Required action:
Retype the passage about Barbara and the letter from Athens in full, keeping every word and punctuation mark unchanged.
##### Text provided #####
I went up. And hastened her date’s departure. In the argument that followed, I noticed that Barbara was trying to conceal a letter sticking out of her purse. Aware that I’d noticed it, she grabbed it and ran into another room, locking the door behind her. I kicked down the door and took the letter from her. It was from an Air Force officer in Athens, informing her he had decided to divorce his wife, and could she arrange to divorce me they could be married.

By the time I had finished reading it, the Air Police arrived and placed me under arrest. When Barbara attempted to retrieve the letter, they confiscated it. Taken before the base authorities, we had no choice but to explain the whole mess. After some remarks on my temper, it was suggested that if we wished to resume our argument we do so off base, and I was released. Although Barbara demanded that they return the letter to her, it was handed to me.

Tearfully Barbara explained that the letter was as much a surprise to her as to me. Though she had had dinner with the man on several occasions, and had provided a listening ear for his marital problems, he had given no indication of his real feelings for her.

I wanted very much to believe Barbara.

Yet, on my return to Adana, I began to have misgivings. In all fairness to her, she could be telling the truth. Unable to live with such uncertainty, at the first opportunity I flew to Athens. Knowing some of the places Barbara had frequented, I asked questions. And received answers, more than I had anticipated, and not at all those I wanted to hear.

In August, 1957, I took Barbara back to the United States, with the idea of obtaining a divorce.
##### The data #####
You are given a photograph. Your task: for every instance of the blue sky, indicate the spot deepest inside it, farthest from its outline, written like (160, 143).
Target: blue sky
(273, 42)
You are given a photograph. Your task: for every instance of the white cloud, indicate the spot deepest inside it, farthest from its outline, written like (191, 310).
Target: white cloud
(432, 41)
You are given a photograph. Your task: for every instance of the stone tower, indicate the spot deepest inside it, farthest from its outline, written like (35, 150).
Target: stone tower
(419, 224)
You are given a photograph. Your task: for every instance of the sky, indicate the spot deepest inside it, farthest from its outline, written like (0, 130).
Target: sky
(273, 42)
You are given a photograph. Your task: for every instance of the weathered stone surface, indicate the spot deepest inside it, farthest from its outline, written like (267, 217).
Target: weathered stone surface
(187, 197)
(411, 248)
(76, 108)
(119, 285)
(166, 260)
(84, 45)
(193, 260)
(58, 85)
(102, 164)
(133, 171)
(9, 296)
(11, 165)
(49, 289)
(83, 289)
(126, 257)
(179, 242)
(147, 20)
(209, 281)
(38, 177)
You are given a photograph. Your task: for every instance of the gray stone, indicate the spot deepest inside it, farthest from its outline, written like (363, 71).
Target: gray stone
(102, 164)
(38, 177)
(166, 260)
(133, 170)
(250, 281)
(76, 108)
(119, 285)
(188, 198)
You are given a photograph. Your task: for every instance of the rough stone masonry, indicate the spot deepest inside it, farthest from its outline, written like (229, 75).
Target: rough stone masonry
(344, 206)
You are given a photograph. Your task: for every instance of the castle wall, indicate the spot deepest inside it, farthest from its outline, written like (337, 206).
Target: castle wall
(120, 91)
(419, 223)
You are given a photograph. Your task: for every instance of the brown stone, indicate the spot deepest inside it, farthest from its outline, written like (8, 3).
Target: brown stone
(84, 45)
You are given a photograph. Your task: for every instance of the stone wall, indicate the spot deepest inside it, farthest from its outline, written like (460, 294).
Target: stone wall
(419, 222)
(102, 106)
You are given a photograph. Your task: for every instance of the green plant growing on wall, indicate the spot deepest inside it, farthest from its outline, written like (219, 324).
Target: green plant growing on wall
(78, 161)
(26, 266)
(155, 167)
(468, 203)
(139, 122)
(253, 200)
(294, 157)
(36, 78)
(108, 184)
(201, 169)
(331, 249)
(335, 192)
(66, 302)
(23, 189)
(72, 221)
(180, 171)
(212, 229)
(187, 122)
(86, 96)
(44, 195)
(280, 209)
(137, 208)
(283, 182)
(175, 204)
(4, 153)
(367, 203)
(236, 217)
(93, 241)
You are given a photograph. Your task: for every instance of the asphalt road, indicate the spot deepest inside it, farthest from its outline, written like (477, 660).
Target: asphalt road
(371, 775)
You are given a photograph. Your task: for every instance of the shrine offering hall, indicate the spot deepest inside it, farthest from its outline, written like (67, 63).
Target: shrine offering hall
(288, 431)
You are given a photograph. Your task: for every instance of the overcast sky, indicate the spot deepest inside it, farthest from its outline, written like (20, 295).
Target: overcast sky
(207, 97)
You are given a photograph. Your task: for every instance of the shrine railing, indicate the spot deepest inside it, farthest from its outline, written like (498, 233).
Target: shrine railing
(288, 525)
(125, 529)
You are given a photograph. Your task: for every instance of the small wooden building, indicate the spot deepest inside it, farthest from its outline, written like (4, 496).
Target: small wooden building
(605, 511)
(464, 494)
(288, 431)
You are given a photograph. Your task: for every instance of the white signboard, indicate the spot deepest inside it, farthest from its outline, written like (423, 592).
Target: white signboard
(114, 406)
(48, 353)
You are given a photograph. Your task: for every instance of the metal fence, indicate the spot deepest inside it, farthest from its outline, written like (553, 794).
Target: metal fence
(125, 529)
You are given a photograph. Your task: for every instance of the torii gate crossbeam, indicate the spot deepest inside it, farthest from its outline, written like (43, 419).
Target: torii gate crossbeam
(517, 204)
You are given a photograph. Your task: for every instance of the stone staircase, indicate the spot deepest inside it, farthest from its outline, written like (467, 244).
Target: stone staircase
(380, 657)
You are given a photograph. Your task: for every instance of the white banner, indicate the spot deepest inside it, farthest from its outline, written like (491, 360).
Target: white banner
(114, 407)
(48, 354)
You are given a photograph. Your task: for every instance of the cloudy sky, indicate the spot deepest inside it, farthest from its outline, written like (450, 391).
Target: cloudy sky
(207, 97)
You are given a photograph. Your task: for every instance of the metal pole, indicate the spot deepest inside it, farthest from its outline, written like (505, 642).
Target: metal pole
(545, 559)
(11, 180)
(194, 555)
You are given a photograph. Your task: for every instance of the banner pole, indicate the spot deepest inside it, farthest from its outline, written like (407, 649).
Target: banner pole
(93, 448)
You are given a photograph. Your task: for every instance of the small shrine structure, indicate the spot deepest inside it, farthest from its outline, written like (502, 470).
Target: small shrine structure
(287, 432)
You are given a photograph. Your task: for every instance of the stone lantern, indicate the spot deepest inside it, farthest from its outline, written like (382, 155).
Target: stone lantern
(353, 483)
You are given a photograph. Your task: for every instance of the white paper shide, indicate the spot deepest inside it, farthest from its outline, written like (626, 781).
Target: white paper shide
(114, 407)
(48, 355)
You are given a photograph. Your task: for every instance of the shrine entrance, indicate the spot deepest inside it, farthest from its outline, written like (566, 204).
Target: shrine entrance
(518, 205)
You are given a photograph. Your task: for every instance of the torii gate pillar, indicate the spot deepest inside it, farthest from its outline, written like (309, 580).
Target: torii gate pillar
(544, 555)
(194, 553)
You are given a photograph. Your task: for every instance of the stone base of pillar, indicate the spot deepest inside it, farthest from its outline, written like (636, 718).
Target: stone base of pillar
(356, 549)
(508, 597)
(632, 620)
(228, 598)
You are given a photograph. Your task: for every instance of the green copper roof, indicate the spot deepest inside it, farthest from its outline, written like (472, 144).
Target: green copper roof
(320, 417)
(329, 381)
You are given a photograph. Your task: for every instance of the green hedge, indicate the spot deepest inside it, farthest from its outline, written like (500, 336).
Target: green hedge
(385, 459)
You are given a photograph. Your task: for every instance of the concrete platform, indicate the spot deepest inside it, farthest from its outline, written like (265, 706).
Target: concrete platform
#####
Expected output:
I went up. And hastened her date’s departure. In the argument that followed, I noticed that Barbara was trying to conceal a letter sticking out of her purse. Aware that I’d noticed it, she grabbed it and ran into another room, locking the door behind her. I kicked down the door and took the letter from her. It was from an Air Force officer in Athens, informing her he had decided to divorce his wife, and could she arrange to divorce me they could be married.

By the time I had finished reading it, the Air Police arrived and placed me under arrest. When Barbara attempted to retrieve the letter, they confiscated it. Taken before the base authorities, we had no choice but to explain the whole mess. After some remarks on my temper, it was suggested that if we wished to resume our argument we do so off base, and I was released. Although Barbara demanded that they return the letter to her, it was handed to me.

Tearfully Barbara explained that the letter was as much a surprise to her as to me. Though she had had dinner with the man on several occasions, and had provided a listening ear for his marital problems, he had given no indication of his real feelings for her.

I wanted very much to believe Barbara.

Yet, on my return to Adana, I began to have misgivings. In all fairness to her, she could be telling the truth. Unable to live with such uncertainty, at the first opportunity I flew to Athens. Knowing some of the places Barbara had frequented, I asked questions. And received answers, more than I had anticipated, and not at all those I wanted to hear.

In August, 1957, I took Barbara back to the United States, with the idea of obtaining a divorce.